Solo en los dos meses antes de que el Ayuntamiento tomara medidas, murieron diez personas en la ría. Según señala el médico e historiador Juan Gondra, a menudo los ahogados eran marinos extranjeros, lo que es lógico teniendo en cuenta que Bilbao era un puerto fluvial, con barcos amarrados a ambos lados de la ría.
De acuerdo con la resolución del corregidor, el Ayuntamiento aprobó una instrucción por la que organizó, según Gondra, «un complejo sistema de socorro que comprendía todos los pasos de la atención a los ahogados, desde la regulación de la alarma hasta el tratamiento médico de los convalecientes».
Tramos vigilados
Se acotaron dos tramos de vigilancia, cada uno con su sistema de alarma para avisar si alguien caía al agua mediante un toque especial de campanas. Del primero, el tramo alto de la ría –donde se ahogó el desdichado Alonso Blanco–, se encargaba el campanero de San Antón. Del tramo bajo, a partir del convento de la Concepción, en La Naja, y hasta Campo Volantín, se ocupaba el de San Nicolás.
«Ante esta llamada todos los médicos y cirujanos de la Villa estaban obligados a asistir al tratamiento de las víctimas», escribe Gondra. Se instalaron tres locales para guardar el material de socorro –uno en la Sendeja, otro en la Ribera y otro en el Hospital de Atxuri– y cuatro mozos se encargaban de ayudar a los médicos. Otros dos actuaban como camilleros, aunque la camilla recibía entonces el nombre de «féretro».
Un médico ilustrado
En 1780 el médico alavés Joseph Santiago de Luzuriaga propuso enseñar los primeros auxilios y formar en estas prácticas a sacerdotes, maestros y otras personas cultas. Médico titular de Bilbao 19 años, propuso la compra de una máquina insuflatoria holandesa para practicar la respiración artificial a los ahogados, pero el aparato no dio buenos resultados.

■ **Datos de localización espacial**
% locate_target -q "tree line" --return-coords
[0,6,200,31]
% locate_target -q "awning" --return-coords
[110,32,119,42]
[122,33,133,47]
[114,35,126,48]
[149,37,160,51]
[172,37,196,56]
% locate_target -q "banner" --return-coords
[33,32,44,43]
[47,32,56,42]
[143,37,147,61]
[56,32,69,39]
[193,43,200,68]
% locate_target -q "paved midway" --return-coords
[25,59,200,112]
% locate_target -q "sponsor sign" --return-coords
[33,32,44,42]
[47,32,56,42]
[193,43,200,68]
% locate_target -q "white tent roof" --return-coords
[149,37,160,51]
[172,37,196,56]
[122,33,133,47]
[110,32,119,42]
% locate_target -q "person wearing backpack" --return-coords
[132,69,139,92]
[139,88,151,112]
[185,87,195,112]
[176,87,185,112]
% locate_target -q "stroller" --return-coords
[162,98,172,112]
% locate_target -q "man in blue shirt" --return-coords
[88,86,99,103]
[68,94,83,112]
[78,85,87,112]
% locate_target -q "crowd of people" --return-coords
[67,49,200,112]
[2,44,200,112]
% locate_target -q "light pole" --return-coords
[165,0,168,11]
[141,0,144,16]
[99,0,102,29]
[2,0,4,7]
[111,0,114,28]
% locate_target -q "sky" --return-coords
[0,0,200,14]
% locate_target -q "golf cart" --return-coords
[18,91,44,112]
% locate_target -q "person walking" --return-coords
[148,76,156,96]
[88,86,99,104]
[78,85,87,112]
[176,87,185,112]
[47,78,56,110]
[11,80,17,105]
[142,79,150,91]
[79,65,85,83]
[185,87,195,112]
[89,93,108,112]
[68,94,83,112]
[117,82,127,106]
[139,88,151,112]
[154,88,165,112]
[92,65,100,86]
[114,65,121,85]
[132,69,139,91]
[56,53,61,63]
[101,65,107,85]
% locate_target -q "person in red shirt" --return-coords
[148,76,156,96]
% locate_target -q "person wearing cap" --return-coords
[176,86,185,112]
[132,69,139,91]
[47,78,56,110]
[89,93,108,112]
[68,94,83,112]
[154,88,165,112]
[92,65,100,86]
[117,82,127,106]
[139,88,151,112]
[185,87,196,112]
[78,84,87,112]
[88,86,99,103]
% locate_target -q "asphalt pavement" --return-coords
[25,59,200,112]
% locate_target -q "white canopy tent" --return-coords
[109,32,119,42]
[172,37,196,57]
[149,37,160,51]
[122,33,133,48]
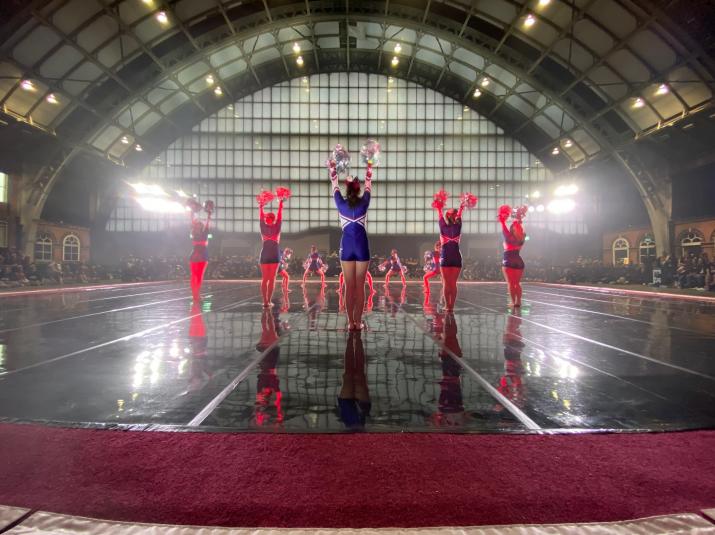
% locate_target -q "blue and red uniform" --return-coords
[259,201,283,264]
[501,221,524,269]
[387,255,402,273]
[189,225,209,262]
[278,251,290,273]
[439,216,462,268]
[306,252,323,271]
[330,167,372,262]
[424,251,440,273]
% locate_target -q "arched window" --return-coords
[638,234,655,264]
[680,228,704,257]
[62,234,79,262]
[613,237,630,266]
[35,234,52,262]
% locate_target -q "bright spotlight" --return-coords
[554,184,578,197]
[546,199,576,215]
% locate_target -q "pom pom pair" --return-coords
[459,193,479,209]
[276,186,291,201]
[498,204,511,221]
[256,190,275,206]
[325,143,350,174]
[498,204,529,221]
[432,189,447,210]
[432,189,479,210]
[256,186,291,206]
[360,139,380,166]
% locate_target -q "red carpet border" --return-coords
[0,424,715,527]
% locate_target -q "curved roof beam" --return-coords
[0,0,713,214]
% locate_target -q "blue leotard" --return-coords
[424,251,439,273]
[439,217,462,267]
[330,166,372,262]
[308,253,322,271]
[333,190,370,262]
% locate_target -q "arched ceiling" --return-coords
[0,0,715,213]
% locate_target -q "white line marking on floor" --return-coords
[186,303,318,427]
[459,297,715,381]
[0,288,255,379]
[399,307,541,431]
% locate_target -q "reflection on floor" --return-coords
[0,282,715,432]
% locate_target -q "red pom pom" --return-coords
[186,197,201,213]
[256,190,273,206]
[432,189,447,210]
[276,186,291,201]
[460,193,479,208]
[499,204,511,221]
[514,205,529,221]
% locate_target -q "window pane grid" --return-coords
[107,73,585,234]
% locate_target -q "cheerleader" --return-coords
[303,245,328,286]
[256,188,290,308]
[328,149,379,331]
[422,242,442,292]
[338,270,375,295]
[189,199,214,301]
[379,249,407,286]
[432,190,477,312]
[499,205,528,308]
[278,247,293,293]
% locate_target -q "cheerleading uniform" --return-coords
[306,253,323,271]
[330,166,372,262]
[260,201,283,264]
[189,214,211,301]
[189,228,209,263]
[501,221,524,270]
[278,251,290,273]
[439,215,462,268]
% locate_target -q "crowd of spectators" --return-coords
[0,249,715,291]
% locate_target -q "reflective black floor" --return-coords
[0,283,715,432]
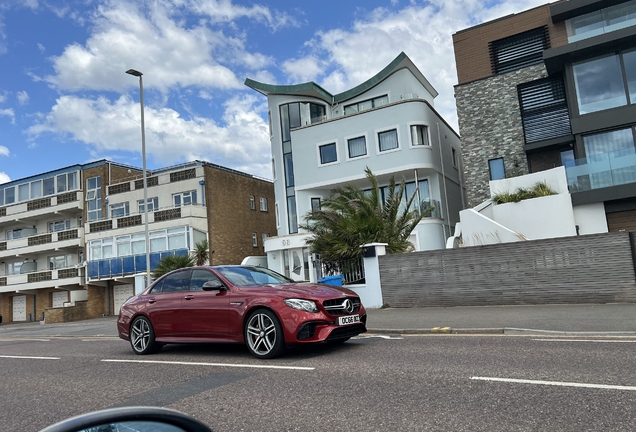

■ **CONSIGNA**
Prolonga el texto sobre el socorro a los ahogados en la ría de Bilbao a partir de su última oración.

■ **RESPUESTA**
Los mozos estaban preparados para prestar lo que hoy llamaríamos «primeros auxilios». Primero se desvestía al ahogado, se le secaba con dos sábanas y se le cubría con mantas. «Hecho todo con la mayor presteza –dice la instrucción–, le conducirán en dicho féretro a la casa señalada».
Allí, con el paciente sobre un lecho calentado con ceniza, se intentaba la reanimación del ahogado, caliente también –con ceniza... o con estiércol–, mediante un dispositivo llamado máquina o tubo insuflatorio, básicamente un conducto a través del cual un «hombre robusto» soplaba aire a los pulmones del ahogado, completado por una tenaza que cerraba la nariz del paciente. «Con este solo remedio se ha visto restituir muchos ahogados», se decía. Esto se completaba con la introducción de humo de tabaco en los intestinos mediante una cánula insertada en el ano. Si después de esto el accidentado no daba señales de vida, se le sangraba. Si tampoco reaccionaba, se le realizaba, a la desesperada, una broncotomía, una incisión en la traquearteria para insuflar aire. Si en cinco horas el paciente no reaccionaba, se lo consideraba muerto. Por si acaso, se prohibía enterrar los cadáveres de los ahogados hasta después de pasadas 48 horas.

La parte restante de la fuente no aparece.